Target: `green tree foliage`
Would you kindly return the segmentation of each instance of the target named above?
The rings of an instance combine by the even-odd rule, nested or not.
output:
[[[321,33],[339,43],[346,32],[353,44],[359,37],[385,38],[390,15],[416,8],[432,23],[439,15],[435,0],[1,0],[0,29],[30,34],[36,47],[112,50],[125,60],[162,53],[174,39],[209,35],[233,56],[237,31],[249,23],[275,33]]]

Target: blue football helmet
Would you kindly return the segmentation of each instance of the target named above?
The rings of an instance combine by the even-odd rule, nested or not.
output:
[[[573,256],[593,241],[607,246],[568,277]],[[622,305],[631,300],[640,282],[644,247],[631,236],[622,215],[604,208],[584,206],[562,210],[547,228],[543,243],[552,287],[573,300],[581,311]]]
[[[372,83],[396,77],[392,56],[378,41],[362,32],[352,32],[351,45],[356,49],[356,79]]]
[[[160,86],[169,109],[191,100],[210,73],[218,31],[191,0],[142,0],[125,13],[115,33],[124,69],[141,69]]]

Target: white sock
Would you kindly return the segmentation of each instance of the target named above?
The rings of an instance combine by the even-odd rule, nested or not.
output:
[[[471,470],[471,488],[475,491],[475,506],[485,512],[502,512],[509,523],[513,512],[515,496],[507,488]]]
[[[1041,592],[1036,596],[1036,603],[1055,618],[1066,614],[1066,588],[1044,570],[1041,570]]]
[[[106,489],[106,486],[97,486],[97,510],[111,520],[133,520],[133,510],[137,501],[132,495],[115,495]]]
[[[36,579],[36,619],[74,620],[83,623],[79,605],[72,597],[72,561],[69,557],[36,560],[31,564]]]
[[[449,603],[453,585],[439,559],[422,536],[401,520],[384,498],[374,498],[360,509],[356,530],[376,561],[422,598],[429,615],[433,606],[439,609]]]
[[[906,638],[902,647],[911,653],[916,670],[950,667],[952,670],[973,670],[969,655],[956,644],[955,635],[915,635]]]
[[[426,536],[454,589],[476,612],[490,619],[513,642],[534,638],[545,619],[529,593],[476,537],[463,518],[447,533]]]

= Request =
Please rewrite the stretch from the line containing "Target: blue football helmet" through the end of the listing, renaming "white sock" as "white athletic sock" and leaving everything else unchanged.

= Answer to this problem =
Target: blue football helmet
Would you kindly return the segmentation of each instance of the target named above?
The rings of an instance combine by the even-odd rule, nested or not.
output:
[[[573,256],[593,241],[607,246],[568,277]],[[622,305],[631,300],[640,282],[644,247],[631,236],[622,215],[604,208],[584,206],[562,210],[547,228],[543,243],[552,287],[573,300],[581,311]]]
[[[372,83],[396,77],[392,56],[378,41],[362,32],[352,32],[351,45],[356,49],[356,79]]]
[[[160,86],[169,109],[191,100],[210,73],[218,31],[191,0],[142,0],[125,13],[115,33],[124,69],[141,69]]]

Target: white athletic sock
Would you kindly return the segmentation of each instance of the target named above?
The rings of an instance combine by the even-odd rule, nested or not.
output:
[[[471,470],[471,488],[475,491],[475,506],[485,512],[502,512],[509,523],[513,512],[515,496],[507,488]]]
[[[1041,592],[1036,596],[1036,603],[1055,618],[1066,614],[1066,588],[1044,570],[1041,570]]]
[[[106,489],[106,486],[97,486],[97,510],[111,520],[133,520],[133,510],[137,501],[132,495],[115,495]]]
[[[36,579],[36,619],[74,620],[83,623],[79,605],[72,597],[72,561],[69,557],[36,560],[31,564]]]
[[[449,603],[453,585],[439,559],[422,536],[401,520],[384,498],[374,498],[360,509],[356,530],[376,561],[422,598],[429,615],[433,606],[439,609]]]
[[[906,638],[902,647],[911,653],[916,670],[950,667],[952,670],[973,670],[969,655],[956,644],[955,635],[915,635]]]
[[[426,536],[454,589],[476,612],[490,619],[513,642],[534,638],[545,619],[529,593],[476,537],[463,518],[447,533]]]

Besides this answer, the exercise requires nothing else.